### WORK TO BE COMPLETED
Copy every line of the listing below, requests included, and raise each coordinate in the answers by 67, keeping the numbers in the requests and their format samples as they are. Leave the pictures out.

begin ROWS

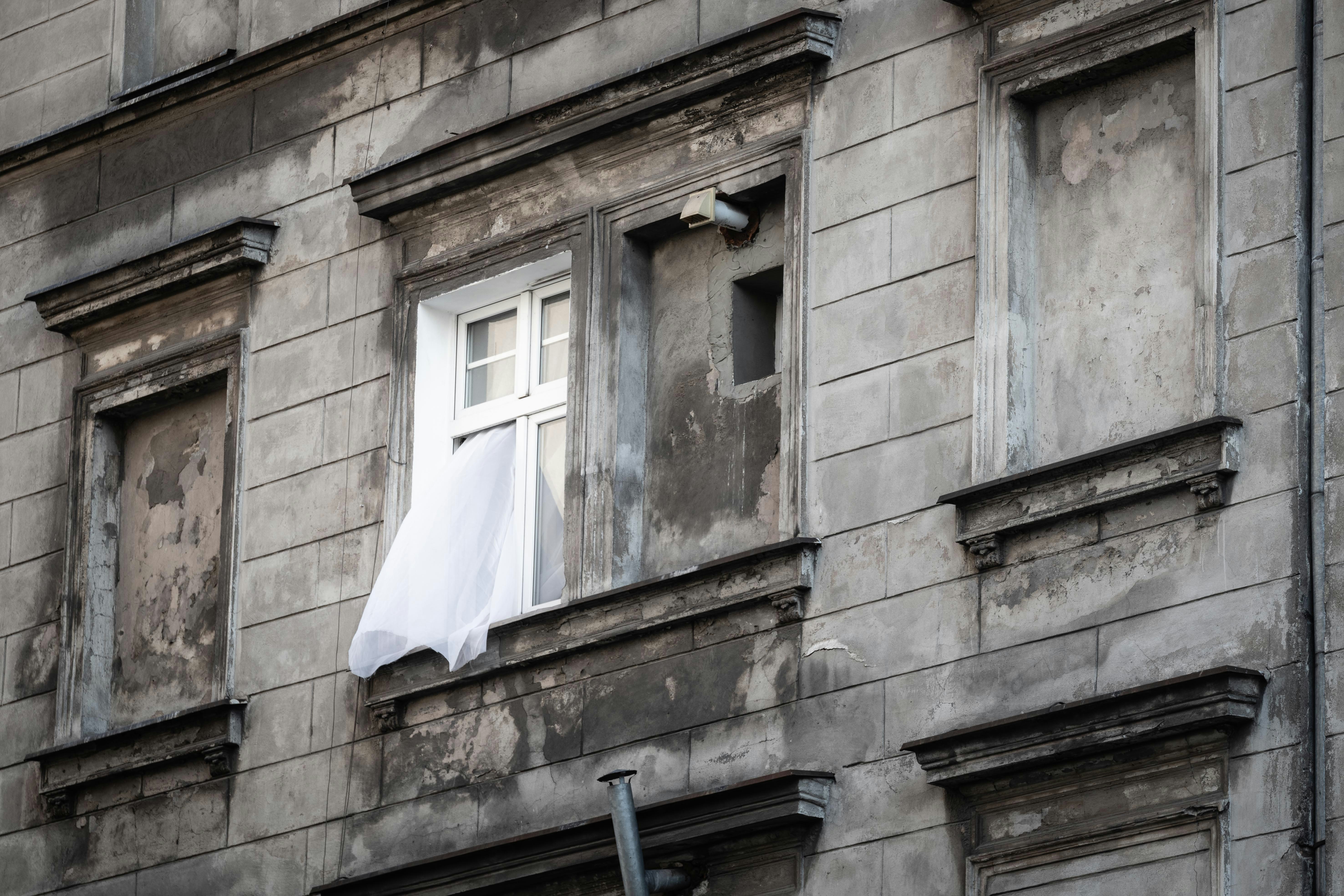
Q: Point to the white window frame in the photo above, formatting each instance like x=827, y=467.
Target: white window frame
x=443, y=418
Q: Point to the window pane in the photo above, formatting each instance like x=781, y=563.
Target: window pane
x=550, y=512
x=556, y=316
x=492, y=336
x=490, y=382
x=556, y=345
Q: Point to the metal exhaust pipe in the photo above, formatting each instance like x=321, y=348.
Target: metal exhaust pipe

end ROWS

### RESULT
Q: Point to the white window frame in the photo above, formatting each instance like x=827, y=467.
Target: white window frame
x=510, y=485
Q: Point to the window pane in the photo above, formatting each instance like x=781, y=563.
Target: window pane
x=617, y=579
x=623, y=383
x=559, y=403
x=557, y=449
x=623, y=412
Q: Point to the metal exhaust pipe in the photo above, formatting each instance like x=321, y=348.
Target: metal exhaust pipe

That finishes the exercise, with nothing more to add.